EXERCISE BRIEF = Every entry below must appear again, exactly as written.

GIVEN RECORDS =
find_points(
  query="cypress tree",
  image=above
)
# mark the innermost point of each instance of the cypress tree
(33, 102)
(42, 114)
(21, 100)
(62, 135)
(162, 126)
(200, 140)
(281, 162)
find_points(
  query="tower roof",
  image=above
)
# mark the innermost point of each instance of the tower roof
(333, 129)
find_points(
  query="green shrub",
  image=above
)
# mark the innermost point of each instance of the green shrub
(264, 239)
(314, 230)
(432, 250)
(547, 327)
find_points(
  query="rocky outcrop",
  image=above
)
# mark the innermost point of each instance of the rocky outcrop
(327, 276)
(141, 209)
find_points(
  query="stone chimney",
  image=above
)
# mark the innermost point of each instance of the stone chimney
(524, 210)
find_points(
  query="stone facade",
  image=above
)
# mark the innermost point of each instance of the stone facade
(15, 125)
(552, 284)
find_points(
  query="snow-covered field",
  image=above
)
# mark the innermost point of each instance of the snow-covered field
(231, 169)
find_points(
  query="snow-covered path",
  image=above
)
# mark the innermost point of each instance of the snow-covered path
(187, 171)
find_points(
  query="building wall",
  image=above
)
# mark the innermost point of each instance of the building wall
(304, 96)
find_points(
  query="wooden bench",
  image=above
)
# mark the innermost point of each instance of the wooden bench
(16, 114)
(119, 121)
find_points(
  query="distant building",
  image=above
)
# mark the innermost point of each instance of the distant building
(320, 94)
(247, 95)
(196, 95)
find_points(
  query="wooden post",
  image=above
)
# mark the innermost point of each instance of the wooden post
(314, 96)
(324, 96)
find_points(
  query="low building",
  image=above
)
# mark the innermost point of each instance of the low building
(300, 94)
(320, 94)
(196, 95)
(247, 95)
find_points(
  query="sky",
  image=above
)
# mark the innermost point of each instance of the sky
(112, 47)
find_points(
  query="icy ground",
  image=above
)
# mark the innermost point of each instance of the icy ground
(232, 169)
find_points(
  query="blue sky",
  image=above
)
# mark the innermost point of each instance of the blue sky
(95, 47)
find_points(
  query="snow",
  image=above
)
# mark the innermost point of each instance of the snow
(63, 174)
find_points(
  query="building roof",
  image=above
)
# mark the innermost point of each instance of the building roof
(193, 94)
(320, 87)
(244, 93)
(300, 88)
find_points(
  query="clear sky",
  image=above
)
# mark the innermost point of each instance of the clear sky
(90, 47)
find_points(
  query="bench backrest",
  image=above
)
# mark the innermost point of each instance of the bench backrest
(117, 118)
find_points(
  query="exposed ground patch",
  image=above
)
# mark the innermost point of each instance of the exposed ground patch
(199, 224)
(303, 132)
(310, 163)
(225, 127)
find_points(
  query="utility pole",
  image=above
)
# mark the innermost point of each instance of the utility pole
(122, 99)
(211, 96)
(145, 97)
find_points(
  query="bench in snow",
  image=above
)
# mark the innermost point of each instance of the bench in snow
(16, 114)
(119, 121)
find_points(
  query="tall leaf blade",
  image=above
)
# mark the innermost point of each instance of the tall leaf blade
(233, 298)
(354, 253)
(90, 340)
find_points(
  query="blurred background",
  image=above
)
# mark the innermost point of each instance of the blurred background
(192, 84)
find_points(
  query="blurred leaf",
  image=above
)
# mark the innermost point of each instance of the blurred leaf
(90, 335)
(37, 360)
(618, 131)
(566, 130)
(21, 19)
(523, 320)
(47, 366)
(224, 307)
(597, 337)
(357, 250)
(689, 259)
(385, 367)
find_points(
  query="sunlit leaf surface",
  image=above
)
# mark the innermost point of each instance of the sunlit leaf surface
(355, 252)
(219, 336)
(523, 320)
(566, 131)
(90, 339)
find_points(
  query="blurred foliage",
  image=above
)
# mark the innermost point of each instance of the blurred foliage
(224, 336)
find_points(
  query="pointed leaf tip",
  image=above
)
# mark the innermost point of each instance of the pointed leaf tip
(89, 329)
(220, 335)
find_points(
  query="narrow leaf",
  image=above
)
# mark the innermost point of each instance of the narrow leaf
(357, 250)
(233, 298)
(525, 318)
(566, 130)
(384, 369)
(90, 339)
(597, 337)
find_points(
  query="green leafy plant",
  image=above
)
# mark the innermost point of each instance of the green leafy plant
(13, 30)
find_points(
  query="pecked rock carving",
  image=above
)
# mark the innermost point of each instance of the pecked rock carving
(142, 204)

EXERCISE RESULT =
find_points(
  query="cypress tree",
  image=above
)
# mark the innermost point of each instance of the cypress tree
(33, 102)
(42, 114)
(21, 100)
(62, 135)
(162, 126)
(200, 140)
(281, 162)
find_points(
  query="tower roof",
  image=above
)
# mark the innermost point of each instance of the tower roof
(333, 129)
find_points(
  query="green shrub",
  image=above
)
# mark the innermost point of each instance of the green shrub
(264, 239)
(314, 230)
(432, 250)
(547, 327)
find_points(
  query="rocky outcrop",
  image=above
)
# mark the innermost point of each instance of the rocky outcrop
(327, 276)
(141, 209)
find_points(
  query="stone chimney",
  image=above
)
# mark the innermost point of each instance of the stone chimney
(524, 210)
find_points(
  query="stone facade",
  image=above
)
# mark the innermost point of each instance of the stone facade
(15, 125)
(552, 284)
find_points(
  query="snow-covered field",
  image=above
)
# mark the innermost point of each instance of the snow-covered field
(231, 169)
find_points(
  query="snow-covered path",
  image=above
)
# mark the innermost point of each instance of the snow-covered path
(187, 171)
find_points(
  query="building wall",
  image=above
)
# mark the innermost point of each instance of the building wall
(304, 96)
find_points(
  query="wooden bench",
  image=above
)
# mark the innermost point of each instance of the wooden bench
(16, 114)
(119, 121)
find_points(
  query="distant building",
  image=above
)
# mark the innermost point of each instance of the distant building
(320, 94)
(247, 95)
(196, 95)
find_points(
  query="wooden post",
  image=above
)
# mark the innermost point of each instance of the wooden post
(314, 96)
(324, 96)
find_points(
  query="low building",
  image=above
)
# mark the innermost point of each instance of the low building
(300, 94)
(320, 94)
(196, 95)
(247, 95)
find_points(
  query="sky",
  image=above
)
# mark the innermost point of each instance of the sky
(112, 47)
find_points(
  query="icy ground",
  image=above
)
# mark the innermost point of each instance of the icy ground
(232, 169)
find_points(
  query="blue sky",
  image=above
)
# mark the innermost point of each instance of the blue sky
(95, 47)
find_points(
  query="snow",
  image=above
)
# mark the innermost point of each instance of the snow
(63, 174)
find_points(
  query="building roof",
  image=above
)
# mark the innermost point of each instance of the building roof
(193, 94)
(320, 87)
(244, 93)
(300, 88)
find_points(
  query="clear sky",
  image=above
)
# mark the innermost point of each instance of the clear sky
(90, 47)
find_points(
  query="bench backrest",
  image=above
)
# mark the innermost point of each instance of the bench backrest
(117, 118)
find_points(
  query="exposed ground patch",
  image=above
)
# mark the innermost point of each instance of the exposed ground patch
(199, 224)
(303, 132)
(310, 163)
(225, 127)
find_points(
  query="utility pole",
  image=above
)
# mark the innermost point of each instance of the utility pole
(122, 99)
(211, 96)
(145, 97)
find_points(
  query="bench in snow",
  image=above
)
# mark the innermost point of each instance of the bench in snow
(16, 114)
(119, 121)
find_points(
  query="tall leaf blade",
  image=above
)
# mark the innermost point of each instance of the tall leaf blade
(233, 298)
(354, 253)
(90, 340)
find_points(
  query="blurred background",
  image=above
)
# mark the innermost point of each instance of the blurred background
(192, 84)
find_points(
  query="blurred leaf",
  image=above
)
# mark the innermost point of each instance of the blurred leaf
(90, 335)
(37, 360)
(618, 131)
(566, 130)
(21, 19)
(523, 320)
(47, 366)
(224, 307)
(597, 337)
(357, 250)
(689, 259)
(385, 367)
find_points(
  query="sunlit leaf surface",
  image=above
)
# mark the innermost point of each instance of the sunlit leaf surface
(355, 252)
(219, 336)
(523, 320)
(566, 131)
(90, 339)
find_points(
  query="blurred foliage",
  image=above
)
# mark the innermost point of each instance of the blurred foliage
(224, 336)
find_points(
  query="pointed leaf tip",
  image=above
)
# mark the innermost point of each instance of the pointed leaf tip
(89, 329)
(220, 335)
find_points(
  query="narrow leaf",
  image=above
)
# mark the innermost point of each instance of the narrow leaf
(357, 250)
(233, 298)
(525, 318)
(566, 130)
(384, 369)
(90, 339)
(597, 337)
find_points(
  query="green leafy plant",
  image=above
)
# mark the innermost point of each instance of the green leafy plant
(13, 30)
find_points(
  query="pecked rock carving",
  image=above
)
# mark the innermost point of each instance of the pecked rock carving
(142, 204)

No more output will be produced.